▸ **OBJETIVO DEL EJERCICIO**: Reproduce sin cambios todo lo que va desde "Los síntomas del" hasta "aunque receptiva mente." en el fragmento sobre el síndrome del nido vacío.

▸ **FRAGMENTO**:
——

Los síntomas del síndrome del nido vacío, aquel que padecen algunos padres cuando sus hijos crecen y dejan el hogar, también pueden darse con los hijos que viven en casa. Con aquellos hijos que nos aíslan de su mundo y se retiran del nuestro. Aquellos que se encierran en su habitación y no comparten nada con los padres. No les hablan. Ni siquiera en la mesa a la hora de las comidas. Pareciera que están siempre enfadados, con los padres, con el mundo. Quién sabe.
Uno llega a sentirse solo ante tal situación, aparte de triste. Porque es como si ese hijo fuera un extraño. Lejos quedan los días en que el niño explicaba todo a los padres, sobre el colegio, sobre los amigos, y su curiosidad no tenía límites ante este mundo tan grande y complejo para su pequeña aunque receptiva mente.
No es que estos padres sientan nostalgia por esos días que guardan en el recuerdo. No desean que se hubiera detenido el tiempo. Ellos mismos se esfuerzan para que sus hijos crezcan y maduren de manera sana, y se alegran cada año que el hijo/a sopla una vela más del pastel.

——

▸ **DATOS**:
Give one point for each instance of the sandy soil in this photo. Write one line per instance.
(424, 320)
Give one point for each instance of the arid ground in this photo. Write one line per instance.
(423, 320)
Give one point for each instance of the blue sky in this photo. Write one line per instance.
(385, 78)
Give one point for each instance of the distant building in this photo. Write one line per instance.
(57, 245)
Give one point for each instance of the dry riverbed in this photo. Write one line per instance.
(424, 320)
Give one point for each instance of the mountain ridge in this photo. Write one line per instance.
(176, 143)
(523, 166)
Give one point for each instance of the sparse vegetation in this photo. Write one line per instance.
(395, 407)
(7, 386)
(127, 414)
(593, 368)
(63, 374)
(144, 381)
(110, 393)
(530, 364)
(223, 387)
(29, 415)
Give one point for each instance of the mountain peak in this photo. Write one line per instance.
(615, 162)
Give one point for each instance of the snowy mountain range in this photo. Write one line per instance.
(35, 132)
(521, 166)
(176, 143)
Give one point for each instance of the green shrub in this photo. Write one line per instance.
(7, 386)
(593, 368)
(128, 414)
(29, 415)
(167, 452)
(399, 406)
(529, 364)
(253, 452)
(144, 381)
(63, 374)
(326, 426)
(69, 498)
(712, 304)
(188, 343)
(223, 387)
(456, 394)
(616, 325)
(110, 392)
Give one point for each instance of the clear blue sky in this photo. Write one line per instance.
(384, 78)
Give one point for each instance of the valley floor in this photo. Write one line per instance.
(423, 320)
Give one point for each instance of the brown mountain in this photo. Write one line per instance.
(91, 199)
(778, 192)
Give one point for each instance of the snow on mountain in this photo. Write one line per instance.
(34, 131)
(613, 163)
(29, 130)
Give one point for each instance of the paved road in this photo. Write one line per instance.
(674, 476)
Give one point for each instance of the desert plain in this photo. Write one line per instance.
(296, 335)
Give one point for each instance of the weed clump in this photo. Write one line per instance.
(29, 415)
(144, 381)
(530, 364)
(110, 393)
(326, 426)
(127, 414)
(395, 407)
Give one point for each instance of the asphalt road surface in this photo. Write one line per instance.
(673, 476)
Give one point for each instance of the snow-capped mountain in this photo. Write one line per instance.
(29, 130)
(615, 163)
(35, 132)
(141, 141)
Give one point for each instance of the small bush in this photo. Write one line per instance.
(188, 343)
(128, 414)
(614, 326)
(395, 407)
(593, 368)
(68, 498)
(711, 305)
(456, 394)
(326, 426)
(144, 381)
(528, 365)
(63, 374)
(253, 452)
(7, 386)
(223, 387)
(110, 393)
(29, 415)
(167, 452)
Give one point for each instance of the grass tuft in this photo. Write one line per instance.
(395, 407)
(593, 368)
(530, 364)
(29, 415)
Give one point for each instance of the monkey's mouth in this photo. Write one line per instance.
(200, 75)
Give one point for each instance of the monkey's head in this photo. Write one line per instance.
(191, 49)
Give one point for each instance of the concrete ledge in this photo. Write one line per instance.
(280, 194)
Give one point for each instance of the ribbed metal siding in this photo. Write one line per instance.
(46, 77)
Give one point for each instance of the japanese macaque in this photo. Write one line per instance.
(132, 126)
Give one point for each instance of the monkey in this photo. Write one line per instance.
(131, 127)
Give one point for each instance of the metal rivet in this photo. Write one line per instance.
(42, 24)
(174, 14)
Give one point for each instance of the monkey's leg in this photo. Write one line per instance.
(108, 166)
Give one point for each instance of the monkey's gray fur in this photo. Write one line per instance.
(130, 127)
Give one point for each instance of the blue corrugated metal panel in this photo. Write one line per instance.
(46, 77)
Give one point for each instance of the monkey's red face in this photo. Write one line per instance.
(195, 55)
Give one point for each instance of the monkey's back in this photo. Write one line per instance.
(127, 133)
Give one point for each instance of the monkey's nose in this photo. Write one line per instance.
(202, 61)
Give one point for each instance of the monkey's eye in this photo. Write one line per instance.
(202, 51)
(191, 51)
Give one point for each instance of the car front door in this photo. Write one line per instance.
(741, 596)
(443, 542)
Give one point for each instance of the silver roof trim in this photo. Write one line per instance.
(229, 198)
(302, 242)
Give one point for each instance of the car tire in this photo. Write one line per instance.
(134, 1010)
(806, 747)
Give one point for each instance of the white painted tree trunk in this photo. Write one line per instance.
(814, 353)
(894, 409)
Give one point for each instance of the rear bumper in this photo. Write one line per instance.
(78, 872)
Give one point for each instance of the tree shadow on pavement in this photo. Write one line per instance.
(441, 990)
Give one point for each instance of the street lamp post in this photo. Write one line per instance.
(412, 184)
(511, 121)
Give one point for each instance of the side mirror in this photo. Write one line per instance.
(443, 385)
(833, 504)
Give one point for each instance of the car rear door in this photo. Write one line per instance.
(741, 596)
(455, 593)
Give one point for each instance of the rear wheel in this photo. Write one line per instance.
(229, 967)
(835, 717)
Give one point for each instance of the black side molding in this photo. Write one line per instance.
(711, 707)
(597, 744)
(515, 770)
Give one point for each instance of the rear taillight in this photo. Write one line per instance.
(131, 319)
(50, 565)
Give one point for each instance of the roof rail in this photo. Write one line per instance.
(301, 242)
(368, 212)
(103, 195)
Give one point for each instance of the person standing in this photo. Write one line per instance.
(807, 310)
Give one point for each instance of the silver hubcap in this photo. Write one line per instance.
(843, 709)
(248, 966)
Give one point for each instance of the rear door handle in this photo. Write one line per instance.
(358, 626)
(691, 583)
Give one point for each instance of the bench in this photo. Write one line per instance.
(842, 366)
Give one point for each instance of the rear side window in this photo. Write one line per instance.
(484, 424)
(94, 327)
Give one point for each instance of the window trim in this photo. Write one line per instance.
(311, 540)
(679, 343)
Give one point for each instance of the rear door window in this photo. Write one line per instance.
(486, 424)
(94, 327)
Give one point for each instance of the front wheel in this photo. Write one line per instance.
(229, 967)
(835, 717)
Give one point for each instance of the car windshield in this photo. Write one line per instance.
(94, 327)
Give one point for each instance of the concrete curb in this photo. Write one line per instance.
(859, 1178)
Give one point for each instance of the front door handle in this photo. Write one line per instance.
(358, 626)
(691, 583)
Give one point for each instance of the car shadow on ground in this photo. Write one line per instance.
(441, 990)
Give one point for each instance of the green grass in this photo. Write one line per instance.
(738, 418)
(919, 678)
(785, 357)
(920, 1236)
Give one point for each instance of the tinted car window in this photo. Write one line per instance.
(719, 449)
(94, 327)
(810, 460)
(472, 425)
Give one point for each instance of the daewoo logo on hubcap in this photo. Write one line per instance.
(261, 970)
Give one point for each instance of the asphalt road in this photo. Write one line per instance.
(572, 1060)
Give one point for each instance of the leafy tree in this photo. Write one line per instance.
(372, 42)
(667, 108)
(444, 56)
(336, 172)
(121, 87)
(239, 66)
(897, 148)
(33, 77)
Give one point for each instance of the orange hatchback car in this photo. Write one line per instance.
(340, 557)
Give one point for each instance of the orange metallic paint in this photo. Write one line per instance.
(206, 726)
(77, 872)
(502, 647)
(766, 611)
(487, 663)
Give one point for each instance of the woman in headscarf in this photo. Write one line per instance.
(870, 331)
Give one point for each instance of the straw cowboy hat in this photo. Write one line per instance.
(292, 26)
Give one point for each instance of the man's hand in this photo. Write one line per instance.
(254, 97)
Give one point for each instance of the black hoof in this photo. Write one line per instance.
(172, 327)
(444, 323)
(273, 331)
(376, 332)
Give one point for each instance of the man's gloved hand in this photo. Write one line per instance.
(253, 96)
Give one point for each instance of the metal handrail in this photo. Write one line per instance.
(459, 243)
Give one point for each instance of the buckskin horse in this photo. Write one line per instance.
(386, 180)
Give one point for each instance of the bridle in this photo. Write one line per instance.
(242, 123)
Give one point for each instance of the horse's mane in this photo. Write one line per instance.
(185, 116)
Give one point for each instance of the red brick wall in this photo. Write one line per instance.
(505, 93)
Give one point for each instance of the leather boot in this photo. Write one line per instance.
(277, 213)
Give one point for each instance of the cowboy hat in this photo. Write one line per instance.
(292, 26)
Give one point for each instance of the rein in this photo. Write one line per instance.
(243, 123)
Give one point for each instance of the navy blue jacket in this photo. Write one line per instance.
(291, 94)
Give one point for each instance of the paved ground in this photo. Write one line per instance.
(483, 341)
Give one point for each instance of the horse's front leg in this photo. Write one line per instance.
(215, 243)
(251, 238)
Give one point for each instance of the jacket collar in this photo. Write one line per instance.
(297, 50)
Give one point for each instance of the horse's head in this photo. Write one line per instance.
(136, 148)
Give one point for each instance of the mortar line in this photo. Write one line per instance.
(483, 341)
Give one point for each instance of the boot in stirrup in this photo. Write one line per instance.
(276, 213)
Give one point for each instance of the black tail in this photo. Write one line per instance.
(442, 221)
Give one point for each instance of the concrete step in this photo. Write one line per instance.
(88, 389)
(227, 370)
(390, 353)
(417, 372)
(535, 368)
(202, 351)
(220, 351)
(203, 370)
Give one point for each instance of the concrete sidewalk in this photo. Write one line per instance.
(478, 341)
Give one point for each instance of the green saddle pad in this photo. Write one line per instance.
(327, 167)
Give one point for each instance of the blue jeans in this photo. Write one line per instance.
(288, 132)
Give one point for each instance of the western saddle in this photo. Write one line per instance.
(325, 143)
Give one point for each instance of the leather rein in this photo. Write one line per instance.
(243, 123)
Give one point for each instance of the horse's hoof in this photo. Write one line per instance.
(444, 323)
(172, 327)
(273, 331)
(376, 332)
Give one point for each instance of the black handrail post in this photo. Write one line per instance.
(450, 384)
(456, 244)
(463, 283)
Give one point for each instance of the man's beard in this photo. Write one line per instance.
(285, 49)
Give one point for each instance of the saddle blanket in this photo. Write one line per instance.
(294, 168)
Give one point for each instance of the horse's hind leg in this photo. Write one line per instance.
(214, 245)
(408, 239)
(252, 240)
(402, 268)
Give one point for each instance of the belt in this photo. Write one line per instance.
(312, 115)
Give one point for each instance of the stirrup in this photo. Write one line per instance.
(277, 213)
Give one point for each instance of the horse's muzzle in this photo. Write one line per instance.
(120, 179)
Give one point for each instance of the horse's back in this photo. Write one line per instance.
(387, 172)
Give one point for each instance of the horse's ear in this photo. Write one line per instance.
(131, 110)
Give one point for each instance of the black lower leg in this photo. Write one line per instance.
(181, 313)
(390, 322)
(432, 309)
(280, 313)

——

▸ **RESPUESTA ESCRITA**:
Los síntomas del síndrome del nido vacío, aquel que padecen algunos padres cuando sus hijos crecen y dejan el hogar, también pueden darse con los hijos que viven en casa. Con aquellos hijos que nos aíslan de su mundo y se retiran del nuestro. Aquellos que se encierran en su habitación y no comparten nada con los padres. No les hablan. Ni siquiera en la mesa a la hora de las comidas. Pareciera que están siempre enfadados, con los padres, con el mundo. Quién sabe.
Uno llega a sentirse solo ante tal situación, aparte de triste. Porque es como si ese hijo fuera un extraño. Lejos quedan los días en que el niño explicaba todo a los padres, sobre el colegio, sobre los amigos, y su curiosidad no tenía límites ante este mundo tan grande y complejo para su pequeña aunque receptiva mente.